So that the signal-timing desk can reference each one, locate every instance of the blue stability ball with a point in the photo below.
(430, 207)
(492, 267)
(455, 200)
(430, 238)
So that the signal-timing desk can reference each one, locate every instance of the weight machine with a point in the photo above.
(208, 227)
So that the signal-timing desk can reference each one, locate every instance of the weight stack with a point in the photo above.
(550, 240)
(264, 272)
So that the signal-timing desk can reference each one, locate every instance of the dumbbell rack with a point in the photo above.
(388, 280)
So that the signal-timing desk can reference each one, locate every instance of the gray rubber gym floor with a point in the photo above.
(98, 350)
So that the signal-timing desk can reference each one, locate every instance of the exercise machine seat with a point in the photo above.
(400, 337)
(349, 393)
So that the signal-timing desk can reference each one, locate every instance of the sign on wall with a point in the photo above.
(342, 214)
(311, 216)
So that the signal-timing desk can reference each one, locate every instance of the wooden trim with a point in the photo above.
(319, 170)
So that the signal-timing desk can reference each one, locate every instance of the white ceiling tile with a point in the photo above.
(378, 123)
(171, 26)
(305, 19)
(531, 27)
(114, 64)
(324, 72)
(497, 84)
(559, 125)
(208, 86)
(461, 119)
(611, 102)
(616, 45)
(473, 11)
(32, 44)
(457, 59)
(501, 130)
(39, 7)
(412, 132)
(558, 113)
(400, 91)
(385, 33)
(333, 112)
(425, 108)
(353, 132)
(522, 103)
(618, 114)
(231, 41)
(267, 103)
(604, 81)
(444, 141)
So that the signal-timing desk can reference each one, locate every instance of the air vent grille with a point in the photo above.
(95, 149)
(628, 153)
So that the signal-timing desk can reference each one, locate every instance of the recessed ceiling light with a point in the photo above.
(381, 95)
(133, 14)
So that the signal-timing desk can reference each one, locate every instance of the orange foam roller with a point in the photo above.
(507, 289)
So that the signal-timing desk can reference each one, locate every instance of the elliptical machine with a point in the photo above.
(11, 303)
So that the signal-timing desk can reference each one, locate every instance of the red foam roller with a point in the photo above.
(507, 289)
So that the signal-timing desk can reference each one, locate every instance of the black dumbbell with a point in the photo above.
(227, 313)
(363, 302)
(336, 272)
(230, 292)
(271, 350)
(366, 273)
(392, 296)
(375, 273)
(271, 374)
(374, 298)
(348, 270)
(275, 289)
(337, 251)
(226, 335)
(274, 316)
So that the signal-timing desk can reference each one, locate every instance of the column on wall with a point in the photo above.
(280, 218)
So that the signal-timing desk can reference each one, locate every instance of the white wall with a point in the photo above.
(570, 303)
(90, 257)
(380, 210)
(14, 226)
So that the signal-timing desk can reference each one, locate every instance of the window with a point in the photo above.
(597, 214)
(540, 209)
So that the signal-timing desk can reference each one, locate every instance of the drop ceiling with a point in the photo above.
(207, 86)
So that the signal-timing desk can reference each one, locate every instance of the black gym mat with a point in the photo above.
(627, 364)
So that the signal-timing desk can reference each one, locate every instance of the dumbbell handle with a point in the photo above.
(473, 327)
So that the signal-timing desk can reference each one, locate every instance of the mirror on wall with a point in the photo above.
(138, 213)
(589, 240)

What you are asked to do: Turn the whole listing above into a two-column CSV with the headers instruction and answer. Each row should hold one instruction's text and its full answer, each in a single quoted field with line breaks replaced by spaces.

Correct result:
instruction,answer
"So that the signal-timing desk can reference each one, locate every instance of the blue stability ball with a point in the photo below.","(430, 207) (492, 267) (455, 200) (430, 238)"
"So that the signal-timing desk can reference each one, locate every instance of the weight machine with a point in the photo above.","(208, 227)"
"So that the signal-timing desk can reference each one, locate every instance of the weight stack with a point in the photo above.","(550, 240) (264, 272)"
"So that the signal-timing desk can reference each one, locate every instance of the dumbbell rack with a point in the photo above.","(388, 280)"
"So that the signal-timing desk can reference each one, locate every instance of the gray rubber gym floor with a point in the photo above.","(98, 350)"
"So that the signal-timing desk can reference each one, locate every instance of the exercise machine seat with a point in the photo above.","(400, 337) (349, 393)"
"So that the signal-timing desk can reference each one, locate every instance of the sign on wall with a point in the photo above.","(342, 214) (311, 216)"
"So that the signal-timing desk can reference each one, locate every instance of the wooden trim with a point in the photo above.","(319, 170)"
"So that the signal-timing desk can reference each one, locate every instance of the white ceiling tile with a point in the photo above.","(378, 123) (171, 26) (305, 19) (531, 27) (114, 64) (324, 72) (497, 84) (559, 125) (208, 86) (461, 119) (611, 102) (616, 45) (473, 11) (32, 44) (457, 59) (501, 130) (39, 7) (412, 132) (558, 113) (400, 91) (385, 33) (333, 112) (425, 108) (353, 132) (522, 103) (618, 114) (231, 41) (267, 103) (604, 81) (444, 141)"
"So that the signal-timing desk can reference each one, locate every instance of the air vent grille with a point in the photo above.","(95, 149) (628, 153)"
"So that the signal-timing desk can reference each one, locate every instance of the recessed ceiling light with a point in the photo above.","(381, 95) (133, 14)"
"So that the signal-timing desk can reference each one, locate every instance of the orange foam roller with a point in the photo above.","(507, 289)"
"So that the signal-timing desk can reference each one, locate every instance of the elliptical machine with a point in the photo above.","(11, 303)"
"So that the signal-timing desk can reference each one, locate every instance of the red foam roller with a point in the photo above.","(507, 289)"
"So that the signal-timing desk can reference each one, locate every instance of the black dumbbell with a point in the photo above.","(227, 313) (363, 302) (336, 272) (230, 292) (271, 350) (366, 273) (392, 296) (375, 273) (271, 374) (374, 298) (348, 270) (275, 289) (337, 251) (226, 335) (274, 316)"
"So that the signal-timing desk can reference each one, locate every instance of the column on wall with a point in the photo above.","(280, 218)"
"So that the signal-timing desk can reference each one, locate every instance of the white wall with a point in the photo above.","(570, 303) (90, 257) (380, 210) (14, 226)"
"So that the signal-timing desk can reference each one, locate every instance of the window with a point in the photo above.","(597, 214) (540, 209)"
"So that the signal-timing desk can reference each one, locate every instance of the drop ceiling with a point in the photo above.","(207, 86)"
"So that the signal-timing desk can reference each one, locate every instance of the black gym mat with a point in the photo above.","(627, 364)"
"So that the signal-timing desk can reference each one, locate every instance of the dumbbell handle with a point in the photo above.","(473, 327)"
"So that the signal-timing desk can reference each one, locate every instance of the mirror on wall with a point in the photo above.","(138, 213) (589, 240)"